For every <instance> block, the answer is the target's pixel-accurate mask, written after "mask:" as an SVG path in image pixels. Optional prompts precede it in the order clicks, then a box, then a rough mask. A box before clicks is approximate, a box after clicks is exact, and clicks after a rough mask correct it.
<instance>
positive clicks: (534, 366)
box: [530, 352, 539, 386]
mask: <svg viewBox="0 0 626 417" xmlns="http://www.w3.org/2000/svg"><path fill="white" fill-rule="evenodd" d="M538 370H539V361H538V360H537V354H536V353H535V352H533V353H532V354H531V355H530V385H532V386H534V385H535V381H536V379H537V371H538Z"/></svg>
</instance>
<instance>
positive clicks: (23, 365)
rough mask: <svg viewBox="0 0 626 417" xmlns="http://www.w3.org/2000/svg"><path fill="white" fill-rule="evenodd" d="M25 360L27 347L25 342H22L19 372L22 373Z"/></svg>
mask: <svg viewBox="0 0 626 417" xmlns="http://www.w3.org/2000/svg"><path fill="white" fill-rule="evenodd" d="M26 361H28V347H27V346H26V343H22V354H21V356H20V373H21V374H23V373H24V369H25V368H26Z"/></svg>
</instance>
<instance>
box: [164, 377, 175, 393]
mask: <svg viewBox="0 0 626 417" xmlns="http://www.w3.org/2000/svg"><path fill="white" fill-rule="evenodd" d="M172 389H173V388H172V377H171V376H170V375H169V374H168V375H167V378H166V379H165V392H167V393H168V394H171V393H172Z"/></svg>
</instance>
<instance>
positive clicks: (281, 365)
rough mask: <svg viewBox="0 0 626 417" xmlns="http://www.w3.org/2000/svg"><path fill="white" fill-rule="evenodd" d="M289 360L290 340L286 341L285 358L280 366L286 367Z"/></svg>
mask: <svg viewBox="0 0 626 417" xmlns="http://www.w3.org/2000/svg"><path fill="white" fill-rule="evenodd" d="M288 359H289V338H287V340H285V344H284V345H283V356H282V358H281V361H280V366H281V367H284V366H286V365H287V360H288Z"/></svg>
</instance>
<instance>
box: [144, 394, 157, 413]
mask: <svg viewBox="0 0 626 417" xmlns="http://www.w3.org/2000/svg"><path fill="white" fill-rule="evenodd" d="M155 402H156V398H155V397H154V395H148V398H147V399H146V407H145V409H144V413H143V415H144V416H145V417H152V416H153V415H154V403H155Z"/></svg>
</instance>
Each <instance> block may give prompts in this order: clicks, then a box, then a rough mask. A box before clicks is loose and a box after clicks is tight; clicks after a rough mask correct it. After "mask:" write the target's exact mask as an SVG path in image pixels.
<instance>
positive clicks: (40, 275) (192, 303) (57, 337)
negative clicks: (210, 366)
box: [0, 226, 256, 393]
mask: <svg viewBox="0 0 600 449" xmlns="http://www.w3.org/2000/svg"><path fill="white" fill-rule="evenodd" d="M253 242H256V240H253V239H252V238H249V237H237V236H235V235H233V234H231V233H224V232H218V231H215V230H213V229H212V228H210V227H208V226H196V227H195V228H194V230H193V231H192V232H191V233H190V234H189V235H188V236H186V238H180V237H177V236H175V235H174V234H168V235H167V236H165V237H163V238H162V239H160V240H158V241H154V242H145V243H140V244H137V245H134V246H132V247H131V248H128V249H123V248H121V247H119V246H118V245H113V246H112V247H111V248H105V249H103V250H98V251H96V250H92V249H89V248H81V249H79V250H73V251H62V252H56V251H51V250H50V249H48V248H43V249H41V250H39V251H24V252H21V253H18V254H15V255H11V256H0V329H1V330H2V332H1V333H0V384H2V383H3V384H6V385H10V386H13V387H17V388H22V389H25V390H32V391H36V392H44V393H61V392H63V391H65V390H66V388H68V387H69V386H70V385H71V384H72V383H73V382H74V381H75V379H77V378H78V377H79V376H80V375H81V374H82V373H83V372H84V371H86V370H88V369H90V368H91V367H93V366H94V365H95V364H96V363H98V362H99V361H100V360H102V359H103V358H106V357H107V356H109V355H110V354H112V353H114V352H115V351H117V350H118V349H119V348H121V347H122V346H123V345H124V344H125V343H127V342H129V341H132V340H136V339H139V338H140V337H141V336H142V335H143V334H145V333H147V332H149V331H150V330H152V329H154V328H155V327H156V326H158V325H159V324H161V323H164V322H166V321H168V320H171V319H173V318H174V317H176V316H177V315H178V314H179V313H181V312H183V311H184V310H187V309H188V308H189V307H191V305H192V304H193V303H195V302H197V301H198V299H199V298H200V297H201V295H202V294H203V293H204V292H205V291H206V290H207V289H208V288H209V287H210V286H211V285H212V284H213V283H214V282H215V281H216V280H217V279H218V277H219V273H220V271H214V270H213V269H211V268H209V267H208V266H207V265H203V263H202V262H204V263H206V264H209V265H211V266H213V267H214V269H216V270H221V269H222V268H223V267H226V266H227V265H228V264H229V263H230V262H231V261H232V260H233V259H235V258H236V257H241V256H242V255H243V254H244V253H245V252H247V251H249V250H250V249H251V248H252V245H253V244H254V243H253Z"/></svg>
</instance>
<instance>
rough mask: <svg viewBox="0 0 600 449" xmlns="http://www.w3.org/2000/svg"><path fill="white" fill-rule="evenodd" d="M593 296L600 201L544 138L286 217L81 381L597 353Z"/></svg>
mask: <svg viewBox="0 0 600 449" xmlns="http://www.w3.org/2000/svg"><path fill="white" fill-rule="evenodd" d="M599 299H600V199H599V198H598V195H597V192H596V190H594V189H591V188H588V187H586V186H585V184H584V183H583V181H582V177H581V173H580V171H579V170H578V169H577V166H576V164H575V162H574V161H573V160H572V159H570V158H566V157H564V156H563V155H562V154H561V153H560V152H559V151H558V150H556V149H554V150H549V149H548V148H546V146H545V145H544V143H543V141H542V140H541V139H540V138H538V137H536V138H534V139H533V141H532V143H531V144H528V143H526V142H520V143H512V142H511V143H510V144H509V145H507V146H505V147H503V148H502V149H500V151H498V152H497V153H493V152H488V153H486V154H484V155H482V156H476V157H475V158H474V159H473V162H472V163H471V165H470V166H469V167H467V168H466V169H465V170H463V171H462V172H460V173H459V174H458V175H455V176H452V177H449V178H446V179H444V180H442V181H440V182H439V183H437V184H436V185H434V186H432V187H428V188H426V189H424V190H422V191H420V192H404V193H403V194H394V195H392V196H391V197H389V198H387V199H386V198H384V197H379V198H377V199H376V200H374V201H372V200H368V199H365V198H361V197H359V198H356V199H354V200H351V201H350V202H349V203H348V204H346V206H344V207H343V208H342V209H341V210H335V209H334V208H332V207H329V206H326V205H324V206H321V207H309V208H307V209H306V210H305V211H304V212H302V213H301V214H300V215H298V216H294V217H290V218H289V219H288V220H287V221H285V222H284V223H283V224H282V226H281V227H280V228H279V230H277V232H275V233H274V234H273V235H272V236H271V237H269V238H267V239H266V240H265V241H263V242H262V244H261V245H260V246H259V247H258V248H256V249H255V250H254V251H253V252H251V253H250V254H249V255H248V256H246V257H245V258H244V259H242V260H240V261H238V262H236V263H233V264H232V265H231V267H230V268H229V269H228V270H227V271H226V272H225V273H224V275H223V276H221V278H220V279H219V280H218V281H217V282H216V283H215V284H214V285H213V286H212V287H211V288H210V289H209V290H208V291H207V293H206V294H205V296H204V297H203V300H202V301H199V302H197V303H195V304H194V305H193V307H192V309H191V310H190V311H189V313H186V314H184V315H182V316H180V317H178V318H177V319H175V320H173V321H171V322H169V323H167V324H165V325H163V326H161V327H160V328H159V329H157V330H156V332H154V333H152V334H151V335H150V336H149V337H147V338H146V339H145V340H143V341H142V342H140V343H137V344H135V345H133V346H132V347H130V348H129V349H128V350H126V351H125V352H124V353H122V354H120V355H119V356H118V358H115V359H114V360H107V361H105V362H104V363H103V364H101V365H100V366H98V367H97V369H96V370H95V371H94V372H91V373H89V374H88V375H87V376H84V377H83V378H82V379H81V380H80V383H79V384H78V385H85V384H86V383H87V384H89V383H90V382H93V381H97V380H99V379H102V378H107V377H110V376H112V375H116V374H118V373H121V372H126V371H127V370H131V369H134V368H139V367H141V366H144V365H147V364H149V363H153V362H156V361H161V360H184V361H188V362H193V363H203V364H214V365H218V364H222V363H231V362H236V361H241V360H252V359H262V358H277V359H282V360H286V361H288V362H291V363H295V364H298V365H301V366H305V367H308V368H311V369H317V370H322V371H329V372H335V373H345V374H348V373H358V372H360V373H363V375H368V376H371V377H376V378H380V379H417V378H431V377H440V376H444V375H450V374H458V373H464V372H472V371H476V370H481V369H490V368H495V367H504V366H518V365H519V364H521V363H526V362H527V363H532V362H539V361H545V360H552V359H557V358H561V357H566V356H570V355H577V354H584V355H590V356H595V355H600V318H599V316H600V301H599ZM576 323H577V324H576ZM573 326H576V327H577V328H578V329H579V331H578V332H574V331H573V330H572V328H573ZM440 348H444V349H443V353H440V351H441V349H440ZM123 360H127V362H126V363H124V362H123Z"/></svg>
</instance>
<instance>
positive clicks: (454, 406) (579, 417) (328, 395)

——

### How to complete this task
Beginning with the line above that contains "360L290 340L286 341L285", copy each line exactly up to and including the line that contains "negative clicks: (210, 366)", and go no further.

### Task result
rough mask: <svg viewBox="0 0 626 417" xmlns="http://www.w3.org/2000/svg"><path fill="white" fill-rule="evenodd" d="M289 360L290 340L286 341L285 358L280 366L286 367Z"/></svg>
mask: <svg viewBox="0 0 626 417" xmlns="http://www.w3.org/2000/svg"><path fill="white" fill-rule="evenodd" d="M288 359H289V338H287V340H285V344H284V345H283V356H282V358H281V361H280V366H281V367H284V366H286V365H287V360H288Z"/></svg>
</instance>
<instance>
box: [144, 394, 157, 413]
mask: <svg viewBox="0 0 626 417" xmlns="http://www.w3.org/2000/svg"><path fill="white" fill-rule="evenodd" d="M155 402H156V398H155V397H154V395H148V398H147V399H146V407H145V409H144V413H143V415H144V416H145V417H152V416H153V415H154V403H155Z"/></svg>
</instance>
Each <instance> block may give prompts in this order: clicks, then a box, then a rough mask. A box before clicks is loose and a box after clicks is tight; clicks after a rough mask correct it. After "mask:" write the target's exact mask as an SVG path in image pixels.
<instance>
positive clicks: (40, 275) (192, 303) (57, 337)
negative clicks: (210, 366)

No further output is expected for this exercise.